◆ Direction
Translate this sentence from the Kannywood Awards page below into Spanish: "The event was hosted by the Emir of Gumel, Ahmad Muhammad Sani."

◆ Source excerpt
- Date: January 31, 2015
- Location: Abuja
- Country: Nigeria
- Hosted by: Ahmad Muhammad Sani

Television/radio coverage
- Network: BBC Hausa;

= 2015 Kannywood Awards =

The 2015 Kannywood Awards was the 2nd edition of the ceremony supported and sponsored by MTN Nigeria and took place in Abuja, the capital of Nigeria on January 31, 2015. The event was hosted by the Emir of Gumel, Ahmad Muhammad Sani.

==Winners of the 2015 Kannywood Awards==
List of Awards

===Popular Choice Awards===

- Best Actor – Ali Nuhu
- Best Actress – Nafisat Abdullahi
- Best Director – Yasin Auwal
- Best Comedian – Rabilu Musa Dalasan (Ibro)

(Records that point to named objects)
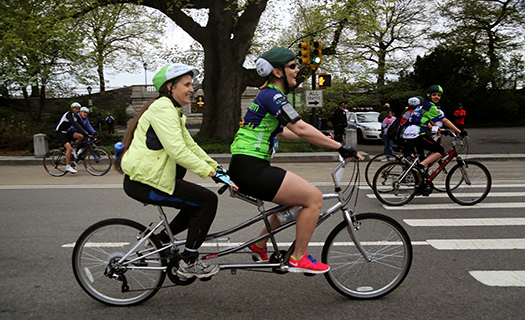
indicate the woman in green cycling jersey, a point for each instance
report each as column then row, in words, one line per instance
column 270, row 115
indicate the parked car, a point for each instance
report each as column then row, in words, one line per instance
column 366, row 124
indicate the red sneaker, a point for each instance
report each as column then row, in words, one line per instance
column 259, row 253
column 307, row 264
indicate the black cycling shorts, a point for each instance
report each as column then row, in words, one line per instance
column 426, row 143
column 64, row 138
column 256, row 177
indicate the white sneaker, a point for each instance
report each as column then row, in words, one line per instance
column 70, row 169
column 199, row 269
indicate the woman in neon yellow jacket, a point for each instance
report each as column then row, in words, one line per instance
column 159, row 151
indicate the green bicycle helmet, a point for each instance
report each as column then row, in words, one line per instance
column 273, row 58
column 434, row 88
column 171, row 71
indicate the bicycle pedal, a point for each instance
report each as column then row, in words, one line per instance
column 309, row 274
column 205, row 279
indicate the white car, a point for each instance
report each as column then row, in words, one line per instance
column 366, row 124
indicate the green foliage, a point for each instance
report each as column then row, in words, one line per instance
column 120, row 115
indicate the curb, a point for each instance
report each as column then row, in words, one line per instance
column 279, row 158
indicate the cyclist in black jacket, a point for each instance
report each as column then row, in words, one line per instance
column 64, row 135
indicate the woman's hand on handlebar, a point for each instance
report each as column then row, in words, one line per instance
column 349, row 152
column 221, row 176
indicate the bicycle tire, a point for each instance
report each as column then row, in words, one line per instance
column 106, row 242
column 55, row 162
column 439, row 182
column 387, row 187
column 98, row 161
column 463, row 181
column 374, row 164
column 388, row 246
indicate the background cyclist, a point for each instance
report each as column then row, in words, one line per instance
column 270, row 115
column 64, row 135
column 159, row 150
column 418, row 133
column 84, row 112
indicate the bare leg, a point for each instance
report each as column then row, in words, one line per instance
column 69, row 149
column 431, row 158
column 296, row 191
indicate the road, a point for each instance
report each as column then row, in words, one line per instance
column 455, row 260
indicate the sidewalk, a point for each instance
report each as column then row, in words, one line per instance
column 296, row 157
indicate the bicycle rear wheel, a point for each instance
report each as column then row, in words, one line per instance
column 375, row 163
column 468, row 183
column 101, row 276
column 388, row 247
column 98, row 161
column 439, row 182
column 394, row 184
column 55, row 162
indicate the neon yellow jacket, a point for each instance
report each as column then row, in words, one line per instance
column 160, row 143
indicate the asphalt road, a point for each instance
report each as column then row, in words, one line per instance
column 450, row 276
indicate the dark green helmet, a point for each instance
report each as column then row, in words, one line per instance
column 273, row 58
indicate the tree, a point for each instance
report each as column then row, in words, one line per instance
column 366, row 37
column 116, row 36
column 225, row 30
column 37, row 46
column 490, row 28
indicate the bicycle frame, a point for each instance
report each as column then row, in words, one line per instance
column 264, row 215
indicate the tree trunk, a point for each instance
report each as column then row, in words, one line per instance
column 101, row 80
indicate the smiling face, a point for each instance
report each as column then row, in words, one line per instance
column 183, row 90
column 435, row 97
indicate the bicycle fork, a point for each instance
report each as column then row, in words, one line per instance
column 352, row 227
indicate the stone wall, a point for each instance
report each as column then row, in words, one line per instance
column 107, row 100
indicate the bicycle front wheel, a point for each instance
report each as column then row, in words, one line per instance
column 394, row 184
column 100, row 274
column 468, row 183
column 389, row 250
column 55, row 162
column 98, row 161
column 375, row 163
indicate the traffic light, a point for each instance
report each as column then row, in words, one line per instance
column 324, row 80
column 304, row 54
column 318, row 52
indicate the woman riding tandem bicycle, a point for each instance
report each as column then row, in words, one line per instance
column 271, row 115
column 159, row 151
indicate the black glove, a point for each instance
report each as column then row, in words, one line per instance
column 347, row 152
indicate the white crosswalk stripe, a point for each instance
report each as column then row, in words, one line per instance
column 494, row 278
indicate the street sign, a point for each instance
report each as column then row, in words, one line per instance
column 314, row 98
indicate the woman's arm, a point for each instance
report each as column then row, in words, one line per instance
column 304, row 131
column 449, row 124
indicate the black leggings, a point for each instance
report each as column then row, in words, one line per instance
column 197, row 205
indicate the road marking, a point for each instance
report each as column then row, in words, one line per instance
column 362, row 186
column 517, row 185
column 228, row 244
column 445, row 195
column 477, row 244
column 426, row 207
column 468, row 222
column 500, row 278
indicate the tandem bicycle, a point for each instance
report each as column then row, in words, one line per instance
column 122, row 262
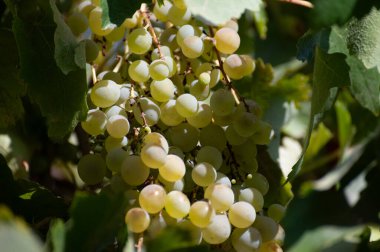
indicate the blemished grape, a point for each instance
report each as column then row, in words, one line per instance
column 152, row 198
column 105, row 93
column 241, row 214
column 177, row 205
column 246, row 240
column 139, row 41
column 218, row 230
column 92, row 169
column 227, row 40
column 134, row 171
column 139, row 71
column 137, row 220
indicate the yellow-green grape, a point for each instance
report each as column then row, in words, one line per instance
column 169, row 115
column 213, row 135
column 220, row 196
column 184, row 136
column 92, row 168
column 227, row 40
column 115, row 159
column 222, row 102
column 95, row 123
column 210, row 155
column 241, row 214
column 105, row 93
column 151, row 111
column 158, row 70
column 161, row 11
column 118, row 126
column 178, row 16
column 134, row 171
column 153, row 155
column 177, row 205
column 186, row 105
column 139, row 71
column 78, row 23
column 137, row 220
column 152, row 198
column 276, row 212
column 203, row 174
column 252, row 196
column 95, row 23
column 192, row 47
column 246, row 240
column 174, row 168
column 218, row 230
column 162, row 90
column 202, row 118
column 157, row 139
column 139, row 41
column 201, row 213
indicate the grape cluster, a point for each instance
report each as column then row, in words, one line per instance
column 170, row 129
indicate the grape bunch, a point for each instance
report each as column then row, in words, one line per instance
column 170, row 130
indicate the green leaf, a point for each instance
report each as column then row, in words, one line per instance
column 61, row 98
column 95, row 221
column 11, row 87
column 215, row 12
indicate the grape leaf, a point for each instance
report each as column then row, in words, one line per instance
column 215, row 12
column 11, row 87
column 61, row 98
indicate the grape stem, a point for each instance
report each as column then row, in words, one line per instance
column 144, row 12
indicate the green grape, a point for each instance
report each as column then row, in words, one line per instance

◆ Result for this task
El evento fue presentado por el emir de Gumel, Ahmad Muhammad Sani.